Work instruction: No output is needed beyond the number of lines in the listing that contain the word "building".

Provided records:
-*-

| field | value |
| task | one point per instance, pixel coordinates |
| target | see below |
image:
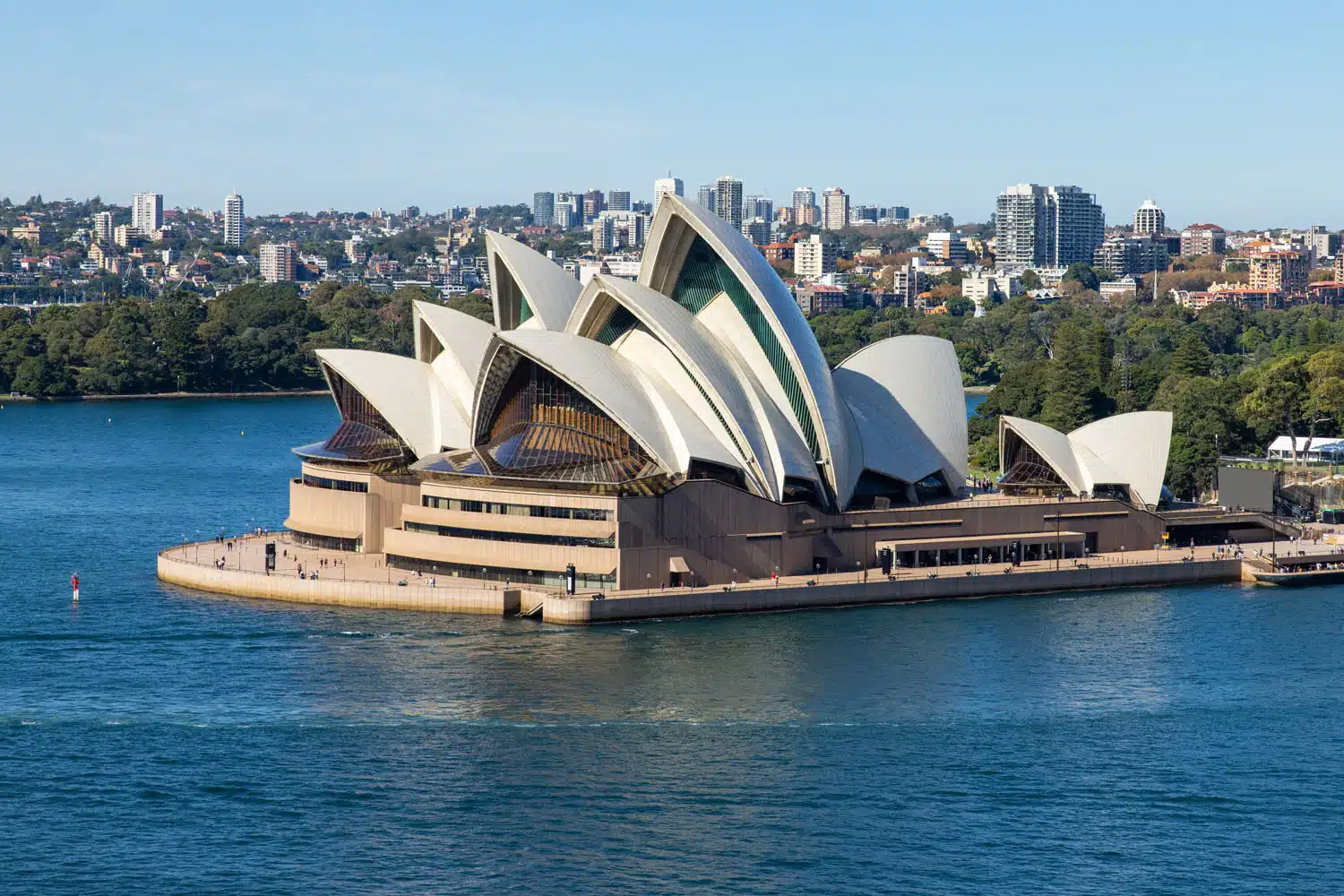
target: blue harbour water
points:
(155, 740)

-*-

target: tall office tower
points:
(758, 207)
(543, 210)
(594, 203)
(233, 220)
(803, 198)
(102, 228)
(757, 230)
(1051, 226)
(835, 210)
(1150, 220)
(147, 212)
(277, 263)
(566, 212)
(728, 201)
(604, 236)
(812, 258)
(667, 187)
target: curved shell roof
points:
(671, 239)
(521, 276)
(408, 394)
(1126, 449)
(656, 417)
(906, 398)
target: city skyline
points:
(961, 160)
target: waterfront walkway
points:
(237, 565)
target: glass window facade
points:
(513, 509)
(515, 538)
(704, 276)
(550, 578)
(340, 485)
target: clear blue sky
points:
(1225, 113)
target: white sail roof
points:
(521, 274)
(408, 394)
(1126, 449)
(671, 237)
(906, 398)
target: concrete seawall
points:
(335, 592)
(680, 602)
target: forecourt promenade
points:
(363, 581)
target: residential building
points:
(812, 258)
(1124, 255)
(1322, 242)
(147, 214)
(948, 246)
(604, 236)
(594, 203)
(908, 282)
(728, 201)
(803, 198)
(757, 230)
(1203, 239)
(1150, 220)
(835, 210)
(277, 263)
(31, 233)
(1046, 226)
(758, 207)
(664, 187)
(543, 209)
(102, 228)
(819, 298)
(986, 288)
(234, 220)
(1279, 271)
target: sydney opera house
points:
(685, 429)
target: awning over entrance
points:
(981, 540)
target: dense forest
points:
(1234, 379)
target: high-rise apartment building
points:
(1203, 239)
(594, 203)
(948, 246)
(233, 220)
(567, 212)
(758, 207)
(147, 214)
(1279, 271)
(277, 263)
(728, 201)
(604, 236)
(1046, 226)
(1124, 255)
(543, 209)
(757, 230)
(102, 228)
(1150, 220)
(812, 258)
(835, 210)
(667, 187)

-*-

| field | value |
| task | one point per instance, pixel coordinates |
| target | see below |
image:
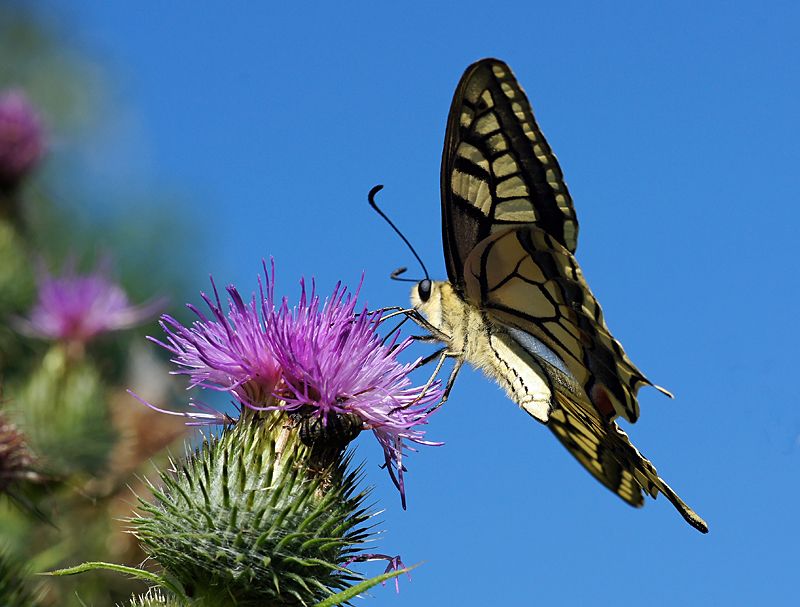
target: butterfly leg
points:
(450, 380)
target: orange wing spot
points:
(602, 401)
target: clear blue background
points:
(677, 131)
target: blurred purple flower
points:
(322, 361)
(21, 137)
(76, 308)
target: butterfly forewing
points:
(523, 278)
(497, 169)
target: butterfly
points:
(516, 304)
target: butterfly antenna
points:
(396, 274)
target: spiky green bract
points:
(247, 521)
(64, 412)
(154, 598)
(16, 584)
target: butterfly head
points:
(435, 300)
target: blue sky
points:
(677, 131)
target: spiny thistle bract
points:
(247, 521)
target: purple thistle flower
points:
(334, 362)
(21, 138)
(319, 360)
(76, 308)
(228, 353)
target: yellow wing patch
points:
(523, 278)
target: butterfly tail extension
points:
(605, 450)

-*-

Exercise response: 2